■ Text
·····

Xenon hexafluoroplatinate is the product of the reaction of platinum hexafluoride with xenon, in an experiment that proved the chemical reactivity of the noble gases. This experiment was performed by Neil Bartlett at the University of British Columbia, who formulated the product as "Xe+[PtF6]−", although subsequent work suggests that Bartlett's product was probably a salt mixture and did not in fact contain this specific salt.

Preparation
"Xenon hexafluoroplatinate" is prepared from xenon and platinum hexafluoride (PtF6) as gaseous solutions in SF6. The reactants are combined at 77 K and slowly warmed to allow for a controlled reaction.

Structure
The material described originally as "xenon hexafluoroplatinate" is probably not Xe+[PtF6]−. The main problem with this formulation is "Xe+", which would be a radical and would dimerize or abstract a fluorine atom to give XeF+. Thus, Bartlett discovered that Xe undergoes chemical reactions, but the nature and purity of his initial mustard yellow product remains uncertain. Further work indicates that Bartlett's product probably contained [XeF]+[PtF5]−, [XeF]+[Pt2F11]−, and [Xe2F3]+[PtF6]−. The title "compound" is a salt, consisting of an octahedral anionic fluoride complex of platinum and various xenon cations.

·····

Picture annotation records:
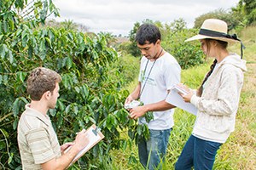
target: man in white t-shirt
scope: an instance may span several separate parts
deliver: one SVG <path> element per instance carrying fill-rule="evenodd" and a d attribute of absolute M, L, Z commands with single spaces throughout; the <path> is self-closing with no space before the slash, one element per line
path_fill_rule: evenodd
<path fill-rule="evenodd" d="M 147 124 L 149 139 L 138 144 L 140 162 L 144 167 L 160 167 L 164 161 L 173 122 L 173 105 L 166 98 L 171 88 L 180 82 L 181 68 L 176 59 L 161 45 L 161 35 L 154 25 L 143 24 L 136 35 L 137 47 L 143 57 L 141 60 L 139 82 L 127 97 L 125 105 L 140 99 L 143 105 L 130 110 L 131 118 L 139 118 L 139 124 Z M 154 119 L 148 123 L 145 114 L 153 111 Z"/>

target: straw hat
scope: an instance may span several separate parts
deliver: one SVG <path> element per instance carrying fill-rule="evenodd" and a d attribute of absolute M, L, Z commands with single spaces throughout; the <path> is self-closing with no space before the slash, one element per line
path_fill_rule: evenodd
<path fill-rule="evenodd" d="M 185 40 L 185 42 L 206 38 L 216 39 L 228 42 L 240 42 L 236 35 L 230 36 L 228 34 L 227 23 L 218 19 L 206 20 L 203 22 L 198 35 Z"/>

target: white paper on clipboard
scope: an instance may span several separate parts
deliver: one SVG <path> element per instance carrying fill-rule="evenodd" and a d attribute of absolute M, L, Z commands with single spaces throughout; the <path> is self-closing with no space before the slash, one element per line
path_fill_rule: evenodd
<path fill-rule="evenodd" d="M 171 91 L 166 99 L 167 103 L 172 104 L 172 105 L 175 105 L 182 110 L 184 110 L 189 113 L 192 113 L 193 115 L 196 115 L 197 108 L 192 105 L 191 103 L 184 102 L 183 98 L 178 94 L 178 93 L 182 93 L 183 94 L 186 94 L 187 92 L 179 88 L 178 86 L 173 86 L 173 88 L 171 88 Z"/>

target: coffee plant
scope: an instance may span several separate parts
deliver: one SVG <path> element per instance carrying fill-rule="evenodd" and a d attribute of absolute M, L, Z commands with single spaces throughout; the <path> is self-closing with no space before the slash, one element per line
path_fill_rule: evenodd
<path fill-rule="evenodd" d="M 62 77 L 56 107 L 49 111 L 61 144 L 73 141 L 76 132 L 92 123 L 105 135 L 71 169 L 96 167 L 101 162 L 95 160 L 108 158 L 111 150 L 125 150 L 148 138 L 147 126 L 129 119 L 123 108 L 128 91 L 120 88 L 125 82 L 119 76 L 122 67 L 110 70 L 119 59 L 106 37 L 42 26 L 49 14 L 58 15 L 51 0 L 34 3 L 32 16 L 20 14 L 26 5 L 26 0 L 0 3 L 0 168 L 21 168 L 17 124 L 30 102 L 26 77 L 38 66 L 55 70 Z M 123 129 L 129 129 L 129 139 L 121 139 Z"/>

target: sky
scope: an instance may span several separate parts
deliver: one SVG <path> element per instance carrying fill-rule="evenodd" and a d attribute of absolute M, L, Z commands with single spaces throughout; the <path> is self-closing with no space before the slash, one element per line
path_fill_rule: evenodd
<path fill-rule="evenodd" d="M 60 10 L 57 21 L 73 20 L 89 31 L 128 36 L 136 22 L 146 19 L 170 24 L 183 18 L 189 28 L 208 12 L 236 7 L 239 0 L 53 0 Z"/>

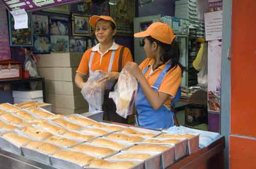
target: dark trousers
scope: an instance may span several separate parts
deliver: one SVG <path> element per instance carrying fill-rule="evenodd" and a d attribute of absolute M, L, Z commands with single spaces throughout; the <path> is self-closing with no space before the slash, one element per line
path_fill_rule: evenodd
<path fill-rule="evenodd" d="M 103 119 L 111 122 L 127 124 L 127 119 L 120 116 L 116 111 L 116 106 L 112 99 L 109 98 L 110 90 L 105 90 L 102 109 L 104 111 Z"/>

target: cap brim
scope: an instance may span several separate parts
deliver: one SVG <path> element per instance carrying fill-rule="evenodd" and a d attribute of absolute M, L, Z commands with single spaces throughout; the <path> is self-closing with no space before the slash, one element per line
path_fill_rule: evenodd
<path fill-rule="evenodd" d="M 102 19 L 99 16 L 94 15 L 90 18 L 89 23 L 93 27 L 95 27 L 96 23 L 100 19 Z"/>
<path fill-rule="evenodd" d="M 134 34 L 134 37 L 135 38 L 144 38 L 148 36 L 150 36 L 150 35 L 146 31 L 142 31 Z"/>

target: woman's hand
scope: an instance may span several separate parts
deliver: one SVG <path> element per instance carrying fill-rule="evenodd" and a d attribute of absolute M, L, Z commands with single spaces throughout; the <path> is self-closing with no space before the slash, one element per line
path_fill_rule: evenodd
<path fill-rule="evenodd" d="M 98 81 L 100 82 L 103 80 L 113 81 L 118 79 L 119 77 L 119 72 L 111 72 L 108 73 L 103 78 L 100 79 Z"/>
<path fill-rule="evenodd" d="M 137 79 L 143 75 L 142 72 L 135 62 L 128 62 L 124 67 Z"/>

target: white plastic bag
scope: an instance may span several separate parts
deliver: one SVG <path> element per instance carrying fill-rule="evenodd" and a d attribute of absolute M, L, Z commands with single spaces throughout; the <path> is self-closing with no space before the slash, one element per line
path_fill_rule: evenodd
<path fill-rule="evenodd" d="M 136 78 L 125 68 L 119 75 L 115 90 L 110 93 L 109 97 L 112 98 L 116 105 L 116 112 L 124 118 L 133 114 L 133 104 L 138 90 Z"/>
<path fill-rule="evenodd" d="M 83 98 L 92 107 L 91 109 L 97 110 L 102 109 L 105 83 L 104 81 L 98 81 L 103 78 L 105 74 L 101 70 L 96 70 L 91 73 L 88 80 L 81 91 Z"/>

·····

In the text on xenon hexafluoroplatinate, at what temperature are the reactants combined during preparation? The lines are not required for this work.

■ Answer below
77 K